[Requirement a]:
Duplicate the part of the passage on the cd command between "The cd command" and "prior chdir() calls.", inclusive.

[Reading passage]:
══════════════════════════════
The cd command in bash (somewhat indirectly, as described below) invokes the chdir() syscall, behavior of which is specified by POSIX. The cd shell comand itself also has a POSIX specification for its behavior, in perhaps more detail than is appropriate for an accessible/readable definition.

Yes, the default for all operations (not only chdir() but also fopen() and others) is the current working directory.

This isn't specific to bash, but is operating-system-level behavior: "Current working directory" is part of the metadata about each process tracked by the kernel, and impacts filesystem-level requests made to the kernel: Any program, in any language, can call chdir("foo") or open("foo", O_RDONLY), and behavior will be to look for foo in the current directory, as inherited from the parent process or modified with prior chdir() calls.
══════════════════════════════
[Provided information]:
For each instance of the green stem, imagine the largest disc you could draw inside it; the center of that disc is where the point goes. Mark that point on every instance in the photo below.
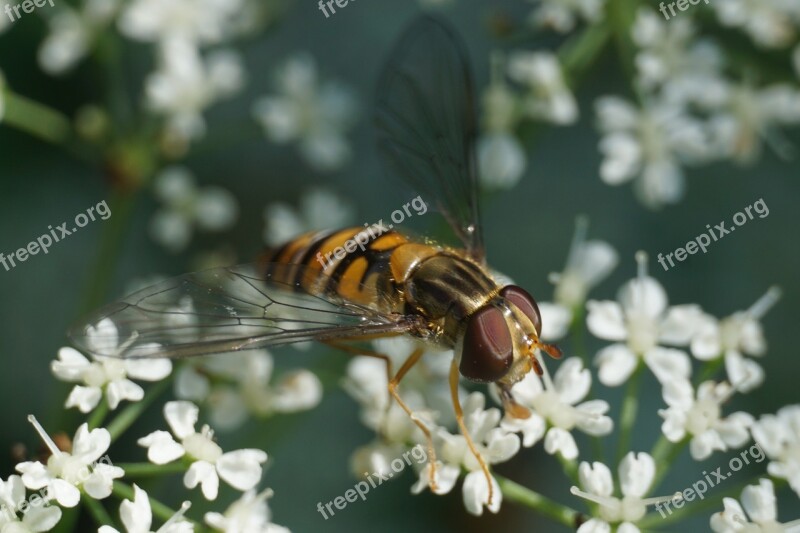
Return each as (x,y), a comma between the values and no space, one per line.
(149,469)
(98,415)
(664,453)
(710,369)
(36,119)
(630,407)
(121,205)
(545,506)
(128,416)
(97,511)
(123,491)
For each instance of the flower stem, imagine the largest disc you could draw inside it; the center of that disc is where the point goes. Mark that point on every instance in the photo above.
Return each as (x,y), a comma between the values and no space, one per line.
(97,511)
(150,469)
(545,506)
(630,407)
(128,416)
(36,119)
(98,415)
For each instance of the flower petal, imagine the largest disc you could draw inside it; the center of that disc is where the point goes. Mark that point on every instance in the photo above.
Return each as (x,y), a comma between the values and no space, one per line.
(616,364)
(181,417)
(636,474)
(606,320)
(204,474)
(241,469)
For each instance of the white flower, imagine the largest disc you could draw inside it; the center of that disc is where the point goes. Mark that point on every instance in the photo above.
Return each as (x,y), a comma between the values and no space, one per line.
(241,469)
(734,337)
(494,445)
(768,22)
(556,411)
(796,60)
(186,84)
(199,22)
(588,263)
(548,97)
(107,375)
(248,514)
(700,417)
(642,319)
(650,143)
(245,387)
(314,114)
(748,114)
(778,435)
(210,208)
(319,209)
(72,32)
(67,472)
(636,474)
(762,512)
(35,518)
(501,159)
(563,15)
(669,54)
(137,517)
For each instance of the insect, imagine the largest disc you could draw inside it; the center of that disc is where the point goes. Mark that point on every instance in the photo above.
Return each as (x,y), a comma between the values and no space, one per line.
(443,296)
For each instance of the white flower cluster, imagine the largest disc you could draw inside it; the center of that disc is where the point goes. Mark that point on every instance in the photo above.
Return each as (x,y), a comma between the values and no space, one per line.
(314,114)
(691,110)
(233,386)
(539,92)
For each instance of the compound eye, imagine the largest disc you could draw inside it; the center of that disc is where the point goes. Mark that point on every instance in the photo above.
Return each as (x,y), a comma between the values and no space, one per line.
(525,303)
(488,350)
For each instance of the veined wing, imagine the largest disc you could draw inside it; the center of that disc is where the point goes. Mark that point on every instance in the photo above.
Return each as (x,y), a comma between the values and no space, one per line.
(426,126)
(228,309)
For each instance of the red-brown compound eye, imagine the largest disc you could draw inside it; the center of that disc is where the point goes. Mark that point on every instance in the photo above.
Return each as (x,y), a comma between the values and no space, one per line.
(488,350)
(525,303)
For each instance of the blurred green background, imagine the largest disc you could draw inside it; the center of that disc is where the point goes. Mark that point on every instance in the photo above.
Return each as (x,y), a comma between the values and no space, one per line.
(528,231)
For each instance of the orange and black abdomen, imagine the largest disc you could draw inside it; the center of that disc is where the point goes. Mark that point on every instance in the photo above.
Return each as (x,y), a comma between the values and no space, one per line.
(365,265)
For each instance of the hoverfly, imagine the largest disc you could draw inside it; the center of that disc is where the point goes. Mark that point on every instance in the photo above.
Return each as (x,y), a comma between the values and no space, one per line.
(442,296)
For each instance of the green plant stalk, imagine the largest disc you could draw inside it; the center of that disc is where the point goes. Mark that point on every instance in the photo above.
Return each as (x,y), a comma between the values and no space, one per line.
(128,416)
(630,408)
(150,469)
(99,414)
(97,510)
(164,512)
(542,504)
(664,454)
(35,119)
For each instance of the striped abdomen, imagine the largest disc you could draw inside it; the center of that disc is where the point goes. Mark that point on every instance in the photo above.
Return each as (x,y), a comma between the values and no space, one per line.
(354,263)
(382,269)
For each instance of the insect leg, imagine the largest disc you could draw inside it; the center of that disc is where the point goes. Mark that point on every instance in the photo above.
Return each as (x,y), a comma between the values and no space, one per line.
(393,382)
(454,375)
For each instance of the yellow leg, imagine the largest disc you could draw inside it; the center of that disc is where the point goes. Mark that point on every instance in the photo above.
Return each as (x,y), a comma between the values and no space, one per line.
(454,375)
(394,382)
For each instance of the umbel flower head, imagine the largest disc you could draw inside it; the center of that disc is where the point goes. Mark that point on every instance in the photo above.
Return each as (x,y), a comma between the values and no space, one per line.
(241,469)
(67,473)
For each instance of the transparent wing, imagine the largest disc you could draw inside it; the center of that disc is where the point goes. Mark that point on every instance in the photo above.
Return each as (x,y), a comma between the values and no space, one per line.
(425,118)
(224,310)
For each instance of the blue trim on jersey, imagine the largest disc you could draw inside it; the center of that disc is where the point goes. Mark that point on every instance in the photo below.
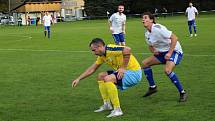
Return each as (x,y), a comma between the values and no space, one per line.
(175,57)
(119,38)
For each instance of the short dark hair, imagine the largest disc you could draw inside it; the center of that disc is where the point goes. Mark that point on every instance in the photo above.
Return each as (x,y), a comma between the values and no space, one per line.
(151,16)
(97,41)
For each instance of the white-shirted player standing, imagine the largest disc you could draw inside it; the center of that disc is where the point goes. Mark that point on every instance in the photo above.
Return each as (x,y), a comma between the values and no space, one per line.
(166,50)
(47,19)
(191,12)
(117,23)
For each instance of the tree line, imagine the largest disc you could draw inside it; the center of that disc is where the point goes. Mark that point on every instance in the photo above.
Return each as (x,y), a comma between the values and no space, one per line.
(100,7)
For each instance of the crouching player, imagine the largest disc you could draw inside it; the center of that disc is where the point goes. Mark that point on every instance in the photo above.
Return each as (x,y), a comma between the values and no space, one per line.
(126,73)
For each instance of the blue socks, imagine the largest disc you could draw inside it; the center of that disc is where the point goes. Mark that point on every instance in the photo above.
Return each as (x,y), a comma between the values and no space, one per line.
(172,76)
(149,76)
(176,81)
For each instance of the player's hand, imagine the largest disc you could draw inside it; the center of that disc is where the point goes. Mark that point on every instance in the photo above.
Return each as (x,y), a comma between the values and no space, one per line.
(167,56)
(124,32)
(121,72)
(111,29)
(75,83)
(156,53)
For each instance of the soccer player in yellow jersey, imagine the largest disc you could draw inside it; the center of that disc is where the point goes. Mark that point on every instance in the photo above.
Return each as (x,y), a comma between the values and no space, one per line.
(126,73)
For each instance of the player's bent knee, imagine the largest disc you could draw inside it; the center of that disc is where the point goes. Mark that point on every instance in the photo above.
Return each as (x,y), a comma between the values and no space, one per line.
(167,71)
(145,64)
(109,78)
(101,75)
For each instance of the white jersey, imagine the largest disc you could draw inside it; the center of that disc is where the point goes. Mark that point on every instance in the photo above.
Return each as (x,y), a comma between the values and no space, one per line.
(117,22)
(159,38)
(191,11)
(47,20)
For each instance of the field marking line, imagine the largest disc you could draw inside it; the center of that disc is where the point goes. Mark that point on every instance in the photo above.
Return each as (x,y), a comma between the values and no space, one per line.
(84,51)
(23,37)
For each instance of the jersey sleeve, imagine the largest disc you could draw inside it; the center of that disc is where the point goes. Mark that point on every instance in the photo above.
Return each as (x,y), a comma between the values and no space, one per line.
(165,32)
(114,50)
(99,60)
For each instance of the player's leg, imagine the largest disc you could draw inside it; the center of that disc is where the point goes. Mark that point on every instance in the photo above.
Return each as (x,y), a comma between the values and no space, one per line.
(49,31)
(147,63)
(194,27)
(190,28)
(122,39)
(103,91)
(116,39)
(170,65)
(110,81)
(45,30)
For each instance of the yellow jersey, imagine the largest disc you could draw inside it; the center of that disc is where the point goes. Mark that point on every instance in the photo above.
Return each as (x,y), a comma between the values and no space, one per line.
(114,58)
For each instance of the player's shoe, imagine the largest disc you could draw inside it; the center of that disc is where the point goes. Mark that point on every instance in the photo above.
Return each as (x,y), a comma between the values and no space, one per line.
(104,107)
(116,112)
(150,91)
(183,97)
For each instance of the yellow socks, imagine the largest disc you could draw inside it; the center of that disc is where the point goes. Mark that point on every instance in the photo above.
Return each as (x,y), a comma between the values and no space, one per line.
(113,94)
(103,91)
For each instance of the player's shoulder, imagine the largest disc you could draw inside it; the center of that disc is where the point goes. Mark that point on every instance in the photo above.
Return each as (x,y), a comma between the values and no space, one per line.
(157,26)
(113,47)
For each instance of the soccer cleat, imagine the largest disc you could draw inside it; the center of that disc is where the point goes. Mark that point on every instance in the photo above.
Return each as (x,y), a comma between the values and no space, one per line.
(103,108)
(115,113)
(183,97)
(150,91)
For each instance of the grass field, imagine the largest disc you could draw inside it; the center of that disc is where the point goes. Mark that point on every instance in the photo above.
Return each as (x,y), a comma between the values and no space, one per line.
(36,74)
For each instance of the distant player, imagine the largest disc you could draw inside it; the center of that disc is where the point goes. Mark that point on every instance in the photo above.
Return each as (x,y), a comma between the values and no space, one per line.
(126,73)
(117,23)
(47,20)
(191,13)
(166,50)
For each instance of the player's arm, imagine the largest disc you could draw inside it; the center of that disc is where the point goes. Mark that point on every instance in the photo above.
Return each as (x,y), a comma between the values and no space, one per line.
(123,27)
(126,52)
(85,74)
(174,40)
(110,23)
(153,50)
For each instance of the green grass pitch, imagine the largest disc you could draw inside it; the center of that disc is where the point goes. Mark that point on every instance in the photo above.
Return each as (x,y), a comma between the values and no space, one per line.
(36,73)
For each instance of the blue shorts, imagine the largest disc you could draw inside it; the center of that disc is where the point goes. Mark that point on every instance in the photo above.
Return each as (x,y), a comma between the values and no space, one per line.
(130,78)
(191,23)
(47,28)
(119,38)
(175,57)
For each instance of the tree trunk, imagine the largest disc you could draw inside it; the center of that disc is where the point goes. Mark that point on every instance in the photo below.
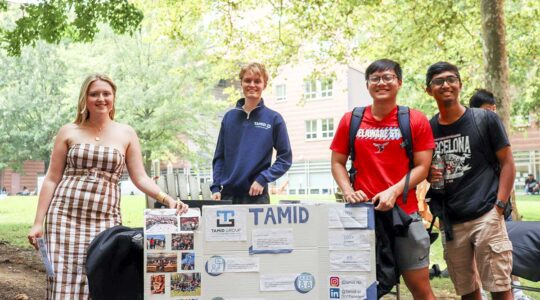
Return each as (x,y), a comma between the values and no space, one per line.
(496,64)
(495,56)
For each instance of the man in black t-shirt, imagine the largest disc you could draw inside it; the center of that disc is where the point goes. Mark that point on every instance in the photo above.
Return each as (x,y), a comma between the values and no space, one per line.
(531,185)
(479,253)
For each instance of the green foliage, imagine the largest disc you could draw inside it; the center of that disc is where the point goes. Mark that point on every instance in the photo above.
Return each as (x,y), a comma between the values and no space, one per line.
(164,92)
(415,33)
(52,21)
(32,104)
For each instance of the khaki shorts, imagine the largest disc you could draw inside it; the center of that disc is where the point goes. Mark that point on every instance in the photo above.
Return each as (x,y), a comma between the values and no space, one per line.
(480,255)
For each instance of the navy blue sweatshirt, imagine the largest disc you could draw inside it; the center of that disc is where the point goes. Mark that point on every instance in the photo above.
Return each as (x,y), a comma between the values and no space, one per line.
(244,150)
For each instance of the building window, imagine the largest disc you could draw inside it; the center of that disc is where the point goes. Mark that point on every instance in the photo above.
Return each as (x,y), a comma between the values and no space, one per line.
(327,128)
(319,129)
(318,89)
(281,92)
(311,129)
(310,89)
(326,88)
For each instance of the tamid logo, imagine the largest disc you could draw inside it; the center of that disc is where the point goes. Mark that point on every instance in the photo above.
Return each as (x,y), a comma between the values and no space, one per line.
(262,125)
(225,218)
(334,293)
(334,281)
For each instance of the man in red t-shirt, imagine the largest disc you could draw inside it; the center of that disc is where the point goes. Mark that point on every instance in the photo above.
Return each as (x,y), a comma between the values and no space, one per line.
(382,165)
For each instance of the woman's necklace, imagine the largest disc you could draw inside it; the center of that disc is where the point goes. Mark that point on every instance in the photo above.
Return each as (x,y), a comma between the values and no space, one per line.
(98,135)
(97,138)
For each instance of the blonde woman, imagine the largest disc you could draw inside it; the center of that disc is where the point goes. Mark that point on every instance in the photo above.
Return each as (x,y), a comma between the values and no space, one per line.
(80,196)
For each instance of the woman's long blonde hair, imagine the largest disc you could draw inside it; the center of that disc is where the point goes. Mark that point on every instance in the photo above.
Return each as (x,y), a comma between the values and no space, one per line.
(82,111)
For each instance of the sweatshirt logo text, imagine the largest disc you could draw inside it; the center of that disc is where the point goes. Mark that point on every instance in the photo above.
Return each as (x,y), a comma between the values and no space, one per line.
(262,125)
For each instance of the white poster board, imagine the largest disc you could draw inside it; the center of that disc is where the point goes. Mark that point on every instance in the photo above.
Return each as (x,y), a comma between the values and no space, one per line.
(270,252)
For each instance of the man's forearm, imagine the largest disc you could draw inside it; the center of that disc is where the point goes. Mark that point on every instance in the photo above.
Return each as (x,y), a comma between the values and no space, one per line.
(341,176)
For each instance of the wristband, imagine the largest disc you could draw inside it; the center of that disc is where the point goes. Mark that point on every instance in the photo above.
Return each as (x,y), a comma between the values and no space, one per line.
(161,197)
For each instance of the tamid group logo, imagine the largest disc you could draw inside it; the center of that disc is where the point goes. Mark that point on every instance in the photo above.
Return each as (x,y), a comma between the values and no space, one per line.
(225,218)
(334,293)
(334,281)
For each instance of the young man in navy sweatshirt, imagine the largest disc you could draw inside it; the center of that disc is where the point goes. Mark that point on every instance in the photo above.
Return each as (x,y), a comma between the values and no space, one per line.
(242,162)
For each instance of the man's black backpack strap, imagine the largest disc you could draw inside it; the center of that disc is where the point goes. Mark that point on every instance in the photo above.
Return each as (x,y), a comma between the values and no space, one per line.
(404,122)
(481,126)
(356,119)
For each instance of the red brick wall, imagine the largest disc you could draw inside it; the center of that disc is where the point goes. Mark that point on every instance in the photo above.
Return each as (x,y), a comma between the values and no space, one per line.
(28,176)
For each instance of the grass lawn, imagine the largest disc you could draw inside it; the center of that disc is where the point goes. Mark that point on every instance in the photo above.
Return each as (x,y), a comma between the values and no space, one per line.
(17,215)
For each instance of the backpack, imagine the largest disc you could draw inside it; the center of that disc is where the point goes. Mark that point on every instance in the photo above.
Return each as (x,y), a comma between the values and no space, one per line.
(404,122)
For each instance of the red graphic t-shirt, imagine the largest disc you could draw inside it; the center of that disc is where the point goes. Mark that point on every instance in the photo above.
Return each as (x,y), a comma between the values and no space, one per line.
(380,160)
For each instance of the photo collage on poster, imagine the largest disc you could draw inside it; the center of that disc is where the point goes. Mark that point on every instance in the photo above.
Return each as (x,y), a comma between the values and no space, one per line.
(170,254)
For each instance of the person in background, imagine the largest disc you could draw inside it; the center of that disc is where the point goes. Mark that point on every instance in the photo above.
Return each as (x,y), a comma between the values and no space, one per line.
(483,99)
(531,185)
(249,132)
(80,196)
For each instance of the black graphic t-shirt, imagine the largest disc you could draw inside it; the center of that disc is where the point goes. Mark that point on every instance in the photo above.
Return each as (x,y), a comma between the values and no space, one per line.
(471,180)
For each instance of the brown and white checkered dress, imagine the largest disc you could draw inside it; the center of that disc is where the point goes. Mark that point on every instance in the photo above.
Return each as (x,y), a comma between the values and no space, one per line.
(85,203)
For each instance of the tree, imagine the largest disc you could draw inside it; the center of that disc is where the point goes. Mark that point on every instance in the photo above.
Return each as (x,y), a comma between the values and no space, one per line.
(32,104)
(495,56)
(54,20)
(415,33)
(164,92)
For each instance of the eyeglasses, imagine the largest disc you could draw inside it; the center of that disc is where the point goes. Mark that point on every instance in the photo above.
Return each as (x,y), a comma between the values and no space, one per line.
(442,80)
(386,78)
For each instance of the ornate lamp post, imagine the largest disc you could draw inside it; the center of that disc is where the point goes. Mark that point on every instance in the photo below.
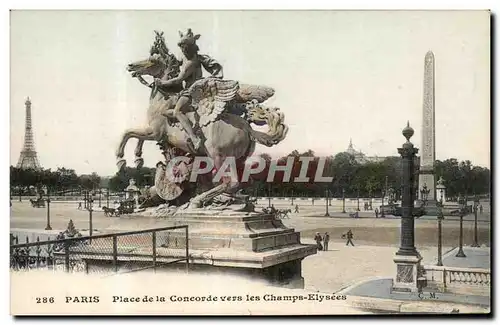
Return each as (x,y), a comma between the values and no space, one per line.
(461,238)
(440,237)
(424,193)
(343,200)
(48,211)
(358,200)
(475,244)
(382,213)
(407,257)
(269,193)
(326,203)
(91,201)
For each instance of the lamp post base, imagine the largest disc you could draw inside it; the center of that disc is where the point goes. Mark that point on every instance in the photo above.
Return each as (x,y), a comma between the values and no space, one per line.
(407,273)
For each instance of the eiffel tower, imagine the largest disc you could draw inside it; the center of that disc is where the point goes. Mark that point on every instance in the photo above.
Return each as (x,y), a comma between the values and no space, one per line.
(28,158)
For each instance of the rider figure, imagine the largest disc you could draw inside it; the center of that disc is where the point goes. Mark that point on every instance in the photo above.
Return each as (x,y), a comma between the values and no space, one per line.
(190,72)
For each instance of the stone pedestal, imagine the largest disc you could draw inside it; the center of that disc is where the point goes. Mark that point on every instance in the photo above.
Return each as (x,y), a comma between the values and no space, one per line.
(431,208)
(407,273)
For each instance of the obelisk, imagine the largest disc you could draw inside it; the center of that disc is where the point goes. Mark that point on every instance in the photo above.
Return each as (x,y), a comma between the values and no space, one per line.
(428,146)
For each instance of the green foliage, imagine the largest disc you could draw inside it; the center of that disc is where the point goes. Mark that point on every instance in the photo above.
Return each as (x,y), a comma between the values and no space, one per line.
(370,179)
(348,175)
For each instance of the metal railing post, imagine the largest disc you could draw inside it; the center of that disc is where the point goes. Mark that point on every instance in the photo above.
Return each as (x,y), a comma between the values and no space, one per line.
(66,255)
(115,253)
(187,250)
(154,251)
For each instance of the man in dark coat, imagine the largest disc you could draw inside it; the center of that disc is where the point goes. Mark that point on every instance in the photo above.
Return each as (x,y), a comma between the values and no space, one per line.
(349,237)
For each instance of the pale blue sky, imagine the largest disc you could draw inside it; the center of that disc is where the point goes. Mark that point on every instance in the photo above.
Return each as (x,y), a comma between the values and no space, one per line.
(337,75)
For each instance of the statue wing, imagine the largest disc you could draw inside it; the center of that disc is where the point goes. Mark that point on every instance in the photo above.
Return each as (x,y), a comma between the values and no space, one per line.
(253,92)
(210,97)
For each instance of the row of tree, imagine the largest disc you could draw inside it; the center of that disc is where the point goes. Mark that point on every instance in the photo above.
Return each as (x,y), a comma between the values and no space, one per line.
(58,181)
(350,178)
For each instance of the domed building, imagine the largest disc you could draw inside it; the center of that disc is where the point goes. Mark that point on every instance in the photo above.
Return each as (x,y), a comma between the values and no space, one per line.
(360,157)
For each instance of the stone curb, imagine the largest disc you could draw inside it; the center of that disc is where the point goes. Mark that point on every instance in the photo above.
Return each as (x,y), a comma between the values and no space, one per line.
(402,306)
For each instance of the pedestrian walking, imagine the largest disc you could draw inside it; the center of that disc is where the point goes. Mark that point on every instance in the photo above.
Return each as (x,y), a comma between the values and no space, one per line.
(349,237)
(318,240)
(326,240)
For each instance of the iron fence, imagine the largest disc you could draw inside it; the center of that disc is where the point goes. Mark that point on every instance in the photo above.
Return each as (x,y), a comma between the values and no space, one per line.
(118,252)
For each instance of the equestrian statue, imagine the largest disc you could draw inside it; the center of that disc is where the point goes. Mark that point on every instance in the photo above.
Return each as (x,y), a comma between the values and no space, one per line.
(191,115)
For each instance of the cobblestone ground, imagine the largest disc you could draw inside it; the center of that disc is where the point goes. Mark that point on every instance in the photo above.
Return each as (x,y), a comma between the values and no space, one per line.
(376,240)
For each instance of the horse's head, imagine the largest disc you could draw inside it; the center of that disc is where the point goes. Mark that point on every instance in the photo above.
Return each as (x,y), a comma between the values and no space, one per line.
(153,66)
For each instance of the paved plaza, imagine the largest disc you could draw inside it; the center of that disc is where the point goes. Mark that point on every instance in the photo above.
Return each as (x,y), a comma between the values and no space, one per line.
(376,240)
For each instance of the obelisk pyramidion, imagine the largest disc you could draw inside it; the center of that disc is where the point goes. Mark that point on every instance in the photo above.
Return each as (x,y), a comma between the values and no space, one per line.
(428,153)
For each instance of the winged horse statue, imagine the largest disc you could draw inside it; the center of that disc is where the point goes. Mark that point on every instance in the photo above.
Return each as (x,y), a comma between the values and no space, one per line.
(221,111)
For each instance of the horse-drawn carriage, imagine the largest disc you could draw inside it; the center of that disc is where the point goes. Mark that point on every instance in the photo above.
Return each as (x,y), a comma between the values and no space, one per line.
(38,203)
(124,207)
(278,214)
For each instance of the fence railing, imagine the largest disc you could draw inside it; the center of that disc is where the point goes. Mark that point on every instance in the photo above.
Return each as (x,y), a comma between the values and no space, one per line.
(459,280)
(124,251)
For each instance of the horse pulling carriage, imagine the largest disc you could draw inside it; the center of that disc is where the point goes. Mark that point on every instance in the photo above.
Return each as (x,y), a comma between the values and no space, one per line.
(125,207)
(278,214)
(38,203)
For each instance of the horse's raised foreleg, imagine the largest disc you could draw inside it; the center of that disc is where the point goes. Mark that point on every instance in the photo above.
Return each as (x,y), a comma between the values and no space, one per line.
(228,185)
(143,134)
(139,161)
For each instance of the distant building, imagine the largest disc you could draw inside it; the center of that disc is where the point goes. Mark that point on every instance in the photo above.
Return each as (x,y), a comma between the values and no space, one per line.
(360,157)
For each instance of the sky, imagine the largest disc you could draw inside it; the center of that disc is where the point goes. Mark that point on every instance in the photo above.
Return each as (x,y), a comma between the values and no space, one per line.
(337,75)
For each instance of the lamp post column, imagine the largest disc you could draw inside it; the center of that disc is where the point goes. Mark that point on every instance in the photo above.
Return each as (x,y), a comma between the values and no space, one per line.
(343,200)
(407,258)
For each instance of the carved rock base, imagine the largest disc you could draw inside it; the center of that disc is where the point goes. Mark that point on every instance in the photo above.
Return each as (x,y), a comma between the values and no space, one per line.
(407,269)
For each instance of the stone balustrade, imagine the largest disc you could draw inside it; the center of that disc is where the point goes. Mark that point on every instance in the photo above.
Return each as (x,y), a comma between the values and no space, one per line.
(474,281)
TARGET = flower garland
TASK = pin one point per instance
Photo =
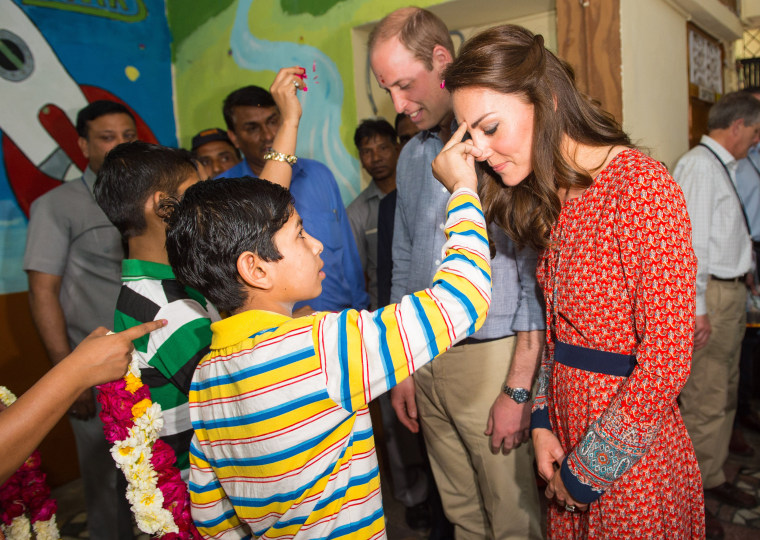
══════════════════════════════
[Requirement b]:
Pull out every line of the rows above that contains the string "jersey".

[Task response a]:
The cd command in bash (somewhat indirectly, as described below) invokes the chdir() syscall, behavior of which is specified by POSIX. The cd shell comand itself also has a POSIX specification for its behavior, in perhaps more detail than is appropriate for an accessible/readable definition.

Yes, the default for all operations (not only chdir() but also fopen() and others) is the current working directory.

This isn't specific to bash, but is operating-system-level behavior: "Current working directory" is part of the metadata about each process tracked by the kernel, and impacts filesystem-level requests made to the kernel: Any program, in any language, can call chdir("foo") or open("foo", O_RDONLY), and behavior will be to look for foo in the current directory, as inherited from the parent process or modified with prior chdir() calls.

[Task response b]:
For each instance of the blue trim on jersey, imagine the largest disc you could draw inside it; the center of that disc is where the point goes. Mark that point on every instance in the photo below.
For each instance of the soccer player in yellow jersey, imagine the largest disc you could draw inside it; the center of that disc is where the point goes. Mark that point on every instance in the photo above.
For each instance of the white jersey, imagine the largest disc you could draw inside it; the center of that disc is where the point goes. Mark that point on every instance in the photo above.
For each instance of the jersey sleeve, imagine the largest disc you could draw inside it; the center of that disc is where the point goes. Mark that point on every instance in the photo above.
For each instance of the yellow jersey, imagine the largest disc you could draw inside it; the center of that disc is where the point goes. Mark that point on every instance in the photo above.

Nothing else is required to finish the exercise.